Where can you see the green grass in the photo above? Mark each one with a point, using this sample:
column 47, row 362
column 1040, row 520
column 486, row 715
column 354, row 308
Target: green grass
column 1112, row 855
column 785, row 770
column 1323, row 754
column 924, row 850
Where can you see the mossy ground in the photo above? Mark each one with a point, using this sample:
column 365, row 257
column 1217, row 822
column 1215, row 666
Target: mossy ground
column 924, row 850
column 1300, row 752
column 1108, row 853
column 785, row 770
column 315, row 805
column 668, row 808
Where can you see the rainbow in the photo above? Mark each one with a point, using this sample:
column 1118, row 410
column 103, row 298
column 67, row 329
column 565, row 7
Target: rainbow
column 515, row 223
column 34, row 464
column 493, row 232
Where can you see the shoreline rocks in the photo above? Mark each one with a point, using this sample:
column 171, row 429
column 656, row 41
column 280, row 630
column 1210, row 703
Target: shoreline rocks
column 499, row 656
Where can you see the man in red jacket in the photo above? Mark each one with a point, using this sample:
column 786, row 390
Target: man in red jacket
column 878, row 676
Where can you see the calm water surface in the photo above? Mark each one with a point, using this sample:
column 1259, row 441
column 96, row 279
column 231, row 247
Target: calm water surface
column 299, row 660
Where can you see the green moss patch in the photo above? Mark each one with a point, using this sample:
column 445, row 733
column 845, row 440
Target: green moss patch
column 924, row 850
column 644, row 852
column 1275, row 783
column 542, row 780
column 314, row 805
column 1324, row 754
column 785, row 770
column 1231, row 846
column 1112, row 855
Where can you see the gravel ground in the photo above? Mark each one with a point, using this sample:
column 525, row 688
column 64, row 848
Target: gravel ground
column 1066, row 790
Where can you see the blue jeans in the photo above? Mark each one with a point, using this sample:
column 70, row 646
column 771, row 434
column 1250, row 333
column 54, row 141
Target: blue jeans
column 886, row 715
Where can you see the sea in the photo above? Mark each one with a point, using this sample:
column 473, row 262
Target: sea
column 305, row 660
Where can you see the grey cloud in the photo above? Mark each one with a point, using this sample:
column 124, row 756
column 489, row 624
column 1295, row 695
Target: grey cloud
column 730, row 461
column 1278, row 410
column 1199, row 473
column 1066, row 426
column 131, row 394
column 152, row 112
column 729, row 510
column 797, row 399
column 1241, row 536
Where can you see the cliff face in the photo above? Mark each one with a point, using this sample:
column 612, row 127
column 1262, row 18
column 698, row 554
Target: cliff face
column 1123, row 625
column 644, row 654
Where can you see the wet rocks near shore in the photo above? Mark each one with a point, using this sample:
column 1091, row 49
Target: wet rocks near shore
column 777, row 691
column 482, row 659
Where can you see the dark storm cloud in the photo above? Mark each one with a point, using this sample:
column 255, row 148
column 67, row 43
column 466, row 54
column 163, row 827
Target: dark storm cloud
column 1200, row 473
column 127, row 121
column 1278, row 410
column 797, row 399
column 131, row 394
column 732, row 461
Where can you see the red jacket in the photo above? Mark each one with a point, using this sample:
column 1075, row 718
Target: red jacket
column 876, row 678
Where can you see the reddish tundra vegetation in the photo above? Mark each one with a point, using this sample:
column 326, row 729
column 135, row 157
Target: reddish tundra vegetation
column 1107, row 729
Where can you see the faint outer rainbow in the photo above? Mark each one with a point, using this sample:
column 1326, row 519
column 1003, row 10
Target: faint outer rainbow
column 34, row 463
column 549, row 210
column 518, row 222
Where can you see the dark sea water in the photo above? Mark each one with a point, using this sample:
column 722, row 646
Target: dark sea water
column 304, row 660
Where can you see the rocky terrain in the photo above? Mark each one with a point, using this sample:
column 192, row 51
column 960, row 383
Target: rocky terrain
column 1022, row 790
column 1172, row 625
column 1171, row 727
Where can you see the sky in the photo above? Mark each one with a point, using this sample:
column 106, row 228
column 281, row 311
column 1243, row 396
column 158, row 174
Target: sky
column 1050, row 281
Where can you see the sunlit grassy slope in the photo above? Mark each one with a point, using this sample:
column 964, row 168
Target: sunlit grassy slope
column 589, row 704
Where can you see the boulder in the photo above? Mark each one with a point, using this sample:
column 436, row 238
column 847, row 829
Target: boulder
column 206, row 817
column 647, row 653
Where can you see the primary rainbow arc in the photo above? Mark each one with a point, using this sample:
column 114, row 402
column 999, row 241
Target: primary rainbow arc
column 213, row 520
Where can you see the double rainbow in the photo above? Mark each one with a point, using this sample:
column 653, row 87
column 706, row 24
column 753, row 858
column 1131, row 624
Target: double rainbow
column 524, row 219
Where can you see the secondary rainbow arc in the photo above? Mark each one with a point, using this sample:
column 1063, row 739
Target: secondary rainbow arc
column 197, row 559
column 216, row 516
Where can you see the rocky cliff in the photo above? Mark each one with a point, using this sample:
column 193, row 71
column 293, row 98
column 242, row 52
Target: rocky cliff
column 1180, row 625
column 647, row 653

####################

*Exercise directions*. Give back the whole listing, word for word.

*Written solution*.
Where can you see the green grass in the photo above? Mark each one with a point, using this sample:
column 47, row 362
column 1040, row 520
column 486, row 715
column 354, row 308
Target: green grass
column 1112, row 855
column 785, row 770
column 1323, row 754
column 924, row 850
Where can you see the mossy ground in the photo above? Mark each one with a point, using this sample:
column 365, row 257
column 1217, row 822
column 1215, row 666
Target: mossy ground
column 924, row 850
column 1300, row 752
column 1108, row 853
column 785, row 770
column 315, row 805
column 668, row 808
Where can you see the rainbow in the photo above? Mark each one with a point, using this sample:
column 1118, row 410
column 103, row 298
column 67, row 329
column 565, row 7
Target: rainbow
column 515, row 223
column 34, row 464
column 493, row 232
Where can you see the shoreline rocks in the photo above? Mark each one with a point, using this sample:
column 171, row 429
column 656, row 41
column 280, row 630
column 1210, row 703
Target: shoreline rocks
column 499, row 656
Where can you see the man in red jacket in the photo above? Mark each one with a point, using this sample:
column 786, row 390
Target: man in red jacket
column 878, row 676
Where can you see the calm water surface in the photo above? Mark each one with a point, using this sample:
column 1259, row 441
column 96, row 279
column 231, row 247
Target: calm water surface
column 299, row 660
Where can you see the green moss patch in the photo above? Mark each one with a point, using this sample:
column 445, row 733
column 845, row 440
Target: green moss patch
column 924, row 850
column 644, row 852
column 1275, row 783
column 542, row 780
column 314, row 805
column 1324, row 754
column 785, row 770
column 1231, row 846
column 1112, row 855
Where can you see the gravel ground in the photo above? Mark each one with a point, using this sample:
column 525, row 688
column 64, row 848
Target: gravel ground
column 1066, row 790
Where can you see the blue jeans in the photo above? Mark each one with a point, using this sample:
column 70, row 646
column 771, row 434
column 1250, row 333
column 54, row 141
Target: blue jeans
column 886, row 715
Where can you see the sea in the photo above? Mark each one with a point, using this sample:
column 473, row 262
Target: sea
column 305, row 660
Where can you see the grey cloud in the photo above? Mark each one with a point, using this sample:
column 124, row 756
column 489, row 624
column 1295, row 695
Target: grey cloud
column 730, row 461
column 1278, row 410
column 1199, row 473
column 1066, row 426
column 131, row 394
column 152, row 112
column 729, row 510
column 797, row 399
column 1241, row 536
Where can you see the cliff face in the photo above? Mark each one with a point, using this sample:
column 612, row 127
column 1262, row 18
column 698, row 554
Target: cliff face
column 1123, row 625
column 644, row 654
Where can you see the wet rocks near shore in the photo above? Mark each one with a point, using this sample:
column 1091, row 49
Target: wet rocks near shore
column 777, row 691
column 482, row 659
Where can you see the dark storm cloud in the photo above? Mark each one with a point, using this sample:
column 255, row 148
column 67, row 43
column 466, row 54
column 163, row 827
Target: dark storm cloud
column 1200, row 473
column 127, row 121
column 1278, row 410
column 797, row 399
column 131, row 394
column 732, row 461
Where can you see the red jacket in the photo above? Mark each one with a point, using this sample:
column 1075, row 718
Target: red jacket
column 876, row 678
Where can you see the reddish tundra vegetation in the photo above? Mark each one with a point, using this sample:
column 326, row 729
column 135, row 157
Target: reddish tundra vegetation
column 1107, row 729
Where can you see the faint outer rainbow in the photo above? Mark each one with a point, using this sample:
column 1326, row 519
column 1003, row 10
Target: faint outer rainbow
column 34, row 463
column 549, row 210
column 518, row 222
Where can you see the dark sea water in the photo above? Mark each one with a point, using this sample:
column 722, row 646
Target: dark sea water
column 304, row 660
Where can you see the rocky terrain in the photo above? Mark each one with a point, using this sample:
column 192, row 51
column 960, row 383
Target: rocky terrain
column 1022, row 790
column 1172, row 625
column 1171, row 727
Where can you see the sky in the photo above? Mark each one with a point, using this sample:
column 106, row 228
column 281, row 311
column 1243, row 396
column 158, row 174
Target: sky
column 1050, row 281
Where can you see the sunlit grassy slope in the photo above? Mark each one with a point, using this sample:
column 964, row 168
Target: sunlit grassy slope
column 589, row 704
Where can you see the boulder in the photo above? Mark each one with a point, using this sample:
column 436, row 238
column 847, row 829
Target: boulder
column 206, row 817
column 647, row 653
Where can you see the primary rainbow arc in the photo above? Mark each one with a point, using this sample:
column 114, row 402
column 999, row 241
Target: primary rainbow arc
column 213, row 520
Where can you see the double rainbow in the photo above? Mark each one with a point, using this sample:
column 653, row 87
column 706, row 24
column 753, row 858
column 1131, row 624
Target: double rainbow
column 524, row 219
Where can you see the secondary rainbow arc in the photo above? Mark each one with a point, using this sample:
column 1063, row 739
Target: secondary rainbow arc
column 197, row 559
column 216, row 516
Where can you see the rocky cliff in the photo above? Mark each one with a point, using this sample:
column 193, row 71
column 293, row 98
column 242, row 52
Target: rocky cliff
column 1180, row 625
column 647, row 653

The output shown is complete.